→ What this task involves
Reproduce verbatim the stretch of the records from the line containing "balcony railing visible in the tile above." through the line containing "[214,86,222,97]", including both of those lines.

Dataset entries:
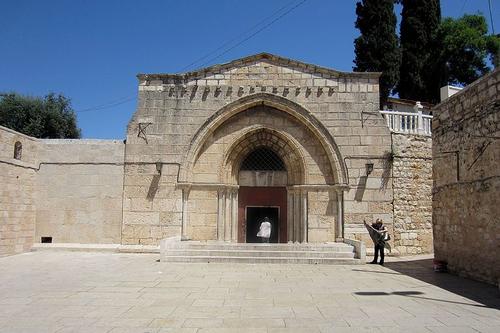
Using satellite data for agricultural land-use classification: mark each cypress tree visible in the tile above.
[397,0,441,102]
[354,0,400,107]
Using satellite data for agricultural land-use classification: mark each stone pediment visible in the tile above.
[137,53,381,86]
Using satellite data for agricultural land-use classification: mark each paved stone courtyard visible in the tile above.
[0,252,500,333]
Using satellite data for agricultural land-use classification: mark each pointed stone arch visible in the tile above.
[179,93,348,185]
[220,125,307,185]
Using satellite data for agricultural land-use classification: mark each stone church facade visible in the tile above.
[0,53,432,253]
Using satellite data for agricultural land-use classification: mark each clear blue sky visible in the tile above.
[0,0,500,139]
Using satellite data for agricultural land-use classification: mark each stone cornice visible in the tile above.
[137,53,382,84]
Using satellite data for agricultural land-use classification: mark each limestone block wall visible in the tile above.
[392,134,433,255]
[0,126,39,256]
[307,191,338,243]
[432,69,500,284]
[122,162,182,245]
[124,54,393,243]
[35,140,124,243]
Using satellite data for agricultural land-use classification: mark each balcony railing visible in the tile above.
[380,110,432,136]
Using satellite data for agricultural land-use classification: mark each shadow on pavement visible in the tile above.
[385,259,500,309]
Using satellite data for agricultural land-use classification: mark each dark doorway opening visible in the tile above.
[246,206,280,243]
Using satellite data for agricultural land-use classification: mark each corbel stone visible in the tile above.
[238,86,245,97]
[283,87,290,97]
[316,87,323,97]
[214,86,222,97]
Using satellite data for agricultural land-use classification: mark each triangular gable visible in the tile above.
[137,53,381,85]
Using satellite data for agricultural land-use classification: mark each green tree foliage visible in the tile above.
[397,0,441,102]
[437,15,500,85]
[0,93,80,139]
[354,0,400,107]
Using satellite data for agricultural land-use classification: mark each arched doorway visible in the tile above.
[238,146,287,243]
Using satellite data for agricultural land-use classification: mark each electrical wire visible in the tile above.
[75,0,307,113]
[488,0,495,35]
[75,94,135,113]
[179,0,296,72]
[195,0,307,67]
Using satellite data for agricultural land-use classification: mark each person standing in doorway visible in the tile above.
[257,216,271,243]
[363,219,389,265]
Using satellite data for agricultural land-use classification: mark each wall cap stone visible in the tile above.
[137,52,382,84]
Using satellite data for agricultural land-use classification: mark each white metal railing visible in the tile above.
[380,110,432,135]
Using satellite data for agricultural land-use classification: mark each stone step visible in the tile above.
[166,241,353,252]
[161,255,363,265]
[165,249,354,259]
[31,243,160,253]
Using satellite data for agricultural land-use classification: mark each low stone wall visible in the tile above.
[392,134,433,255]
[35,140,125,243]
[0,126,39,256]
[432,69,500,284]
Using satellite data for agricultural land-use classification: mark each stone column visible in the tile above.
[293,191,301,242]
[217,188,226,241]
[335,189,344,242]
[224,189,234,242]
[231,189,238,243]
[286,188,295,243]
[300,190,308,243]
[181,187,190,240]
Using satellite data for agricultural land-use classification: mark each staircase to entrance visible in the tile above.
[160,239,364,265]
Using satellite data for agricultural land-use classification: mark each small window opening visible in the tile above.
[241,147,286,171]
[14,141,23,160]
[41,237,52,243]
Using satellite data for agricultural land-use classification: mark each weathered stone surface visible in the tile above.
[432,69,500,284]
[0,54,431,253]
[392,134,433,254]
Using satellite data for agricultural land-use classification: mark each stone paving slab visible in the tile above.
[0,251,500,333]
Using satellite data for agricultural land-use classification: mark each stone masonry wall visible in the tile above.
[392,134,433,255]
[432,69,500,284]
[35,140,124,244]
[124,55,393,244]
[0,126,39,256]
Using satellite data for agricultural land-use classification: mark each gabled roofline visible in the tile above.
[137,52,382,83]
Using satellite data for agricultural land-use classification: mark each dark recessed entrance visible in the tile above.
[238,186,287,243]
[246,206,279,243]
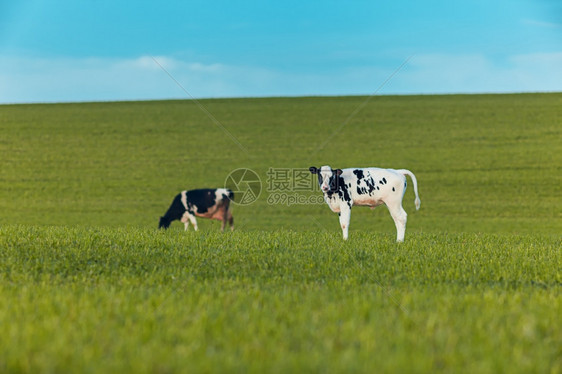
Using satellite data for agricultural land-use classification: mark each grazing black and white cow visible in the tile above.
[309,166,421,242]
[158,188,234,231]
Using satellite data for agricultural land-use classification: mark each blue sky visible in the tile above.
[0,0,562,103]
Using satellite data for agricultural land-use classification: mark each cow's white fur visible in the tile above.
[311,166,421,242]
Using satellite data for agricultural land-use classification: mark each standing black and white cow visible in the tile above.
[309,166,421,242]
[158,188,234,231]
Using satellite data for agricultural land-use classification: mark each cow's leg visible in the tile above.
[387,202,408,242]
[221,206,228,232]
[180,212,189,231]
[338,205,351,240]
[228,209,234,231]
[185,214,198,231]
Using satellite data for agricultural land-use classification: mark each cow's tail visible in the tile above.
[397,169,421,210]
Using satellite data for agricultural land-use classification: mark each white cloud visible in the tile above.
[396,52,562,93]
[522,19,562,29]
[0,52,562,103]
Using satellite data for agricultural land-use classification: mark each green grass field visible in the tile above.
[0,94,562,373]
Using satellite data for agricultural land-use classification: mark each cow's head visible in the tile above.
[308,166,342,193]
[158,217,172,229]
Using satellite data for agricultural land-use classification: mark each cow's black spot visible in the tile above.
[353,169,364,183]
[365,178,375,193]
[357,186,367,195]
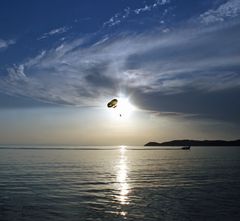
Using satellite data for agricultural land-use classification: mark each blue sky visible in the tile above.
[0,0,240,144]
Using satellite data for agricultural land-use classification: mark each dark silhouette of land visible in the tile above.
[144,140,240,146]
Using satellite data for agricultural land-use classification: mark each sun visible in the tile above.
[117,97,135,117]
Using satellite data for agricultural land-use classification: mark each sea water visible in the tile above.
[0,146,240,221]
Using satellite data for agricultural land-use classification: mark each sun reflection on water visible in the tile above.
[116,146,129,216]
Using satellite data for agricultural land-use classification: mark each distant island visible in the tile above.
[144,140,240,146]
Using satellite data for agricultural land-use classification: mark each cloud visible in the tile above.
[38,26,69,40]
[0,7,240,120]
[200,0,240,24]
[0,39,16,50]
[103,0,170,27]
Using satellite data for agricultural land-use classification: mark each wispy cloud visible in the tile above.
[200,0,240,24]
[0,39,16,50]
[0,3,240,122]
[103,0,170,27]
[38,26,69,40]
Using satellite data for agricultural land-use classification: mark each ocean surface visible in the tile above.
[0,146,240,221]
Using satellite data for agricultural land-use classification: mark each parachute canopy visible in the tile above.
[107,98,118,108]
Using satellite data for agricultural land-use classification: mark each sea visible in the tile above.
[0,146,240,221]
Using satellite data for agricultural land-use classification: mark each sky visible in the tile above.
[0,0,240,145]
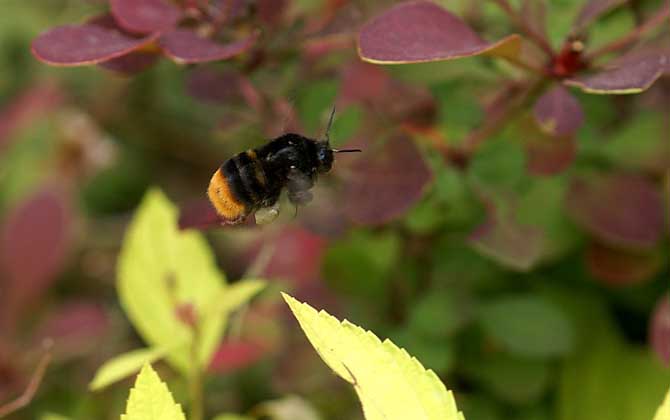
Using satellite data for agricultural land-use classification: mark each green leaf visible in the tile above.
[88,348,173,391]
[480,295,575,357]
[212,414,254,420]
[40,413,70,420]
[654,391,670,420]
[121,364,186,420]
[253,395,321,420]
[282,294,463,420]
[117,190,259,373]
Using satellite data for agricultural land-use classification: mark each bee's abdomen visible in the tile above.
[207,150,268,221]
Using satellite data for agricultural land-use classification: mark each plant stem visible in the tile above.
[492,0,555,57]
[188,324,204,420]
[585,2,670,61]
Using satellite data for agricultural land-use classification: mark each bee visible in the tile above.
[207,107,361,224]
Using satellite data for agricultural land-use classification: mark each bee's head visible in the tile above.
[316,141,333,173]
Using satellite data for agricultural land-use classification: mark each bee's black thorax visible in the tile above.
[221,134,332,211]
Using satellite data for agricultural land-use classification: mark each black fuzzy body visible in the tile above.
[220,133,332,214]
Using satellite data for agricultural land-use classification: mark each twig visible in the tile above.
[0,340,53,419]
[492,0,555,57]
[188,325,204,420]
[585,1,670,61]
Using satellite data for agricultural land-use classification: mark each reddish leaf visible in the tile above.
[526,135,577,176]
[0,84,62,148]
[469,201,545,271]
[208,340,266,373]
[533,86,584,136]
[586,242,663,286]
[358,1,521,64]
[649,296,670,366]
[160,29,257,64]
[565,54,670,94]
[0,187,72,324]
[342,136,432,225]
[338,60,391,106]
[262,227,327,286]
[110,0,181,34]
[99,51,160,75]
[574,0,629,31]
[567,174,664,249]
[36,301,109,356]
[186,67,242,103]
[32,23,156,66]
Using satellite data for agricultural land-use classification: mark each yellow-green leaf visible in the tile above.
[121,364,186,420]
[117,190,226,372]
[88,348,173,391]
[283,294,463,420]
[213,414,254,420]
[654,391,670,420]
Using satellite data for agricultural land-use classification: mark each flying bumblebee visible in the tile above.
[207,108,361,224]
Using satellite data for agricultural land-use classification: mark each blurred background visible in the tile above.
[0,0,670,420]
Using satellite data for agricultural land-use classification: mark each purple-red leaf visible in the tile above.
[98,51,161,75]
[110,0,181,34]
[32,23,156,66]
[525,134,577,176]
[0,186,73,324]
[186,67,242,103]
[160,29,257,64]
[533,85,584,136]
[567,174,664,249]
[564,54,670,94]
[358,1,521,64]
[343,136,432,225]
[574,0,629,31]
[469,197,545,271]
[649,295,670,366]
[586,242,663,286]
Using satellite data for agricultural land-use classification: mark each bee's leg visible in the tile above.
[286,170,314,206]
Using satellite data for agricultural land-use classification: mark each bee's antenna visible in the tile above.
[325,105,335,143]
[332,149,362,153]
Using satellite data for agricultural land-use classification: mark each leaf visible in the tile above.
[110,0,181,34]
[0,185,74,320]
[98,51,161,76]
[564,55,670,95]
[117,190,228,372]
[254,395,321,420]
[160,29,258,64]
[88,348,168,391]
[566,174,664,250]
[586,242,664,287]
[121,364,186,420]
[212,414,254,420]
[32,23,156,66]
[574,0,629,31]
[654,391,670,420]
[469,199,545,271]
[480,295,575,358]
[282,293,463,420]
[358,1,521,64]
[533,85,584,136]
[344,135,432,225]
[649,295,670,368]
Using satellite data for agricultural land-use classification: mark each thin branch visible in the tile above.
[585,1,670,61]
[0,340,53,419]
[492,0,555,57]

→ Solution for this task
Using satellite data for agricultural land-use classification: mark each balcony railing visible in the tile above.
[380,110,432,136]
Using satellite data for agricultural land-use classification: mark each shadow on pavement visible in the tile above.
[385,259,500,309]
Using satellite data for agricultural land-use classification: mark each dark doorway opening visible in the tile above.
[246,206,280,243]
Using satellite data for agricultural land-use classification: mark each corbel stone visible in the tile above.
[238,86,245,97]
[283,87,290,97]
[316,87,323,97]
[214,86,222,97]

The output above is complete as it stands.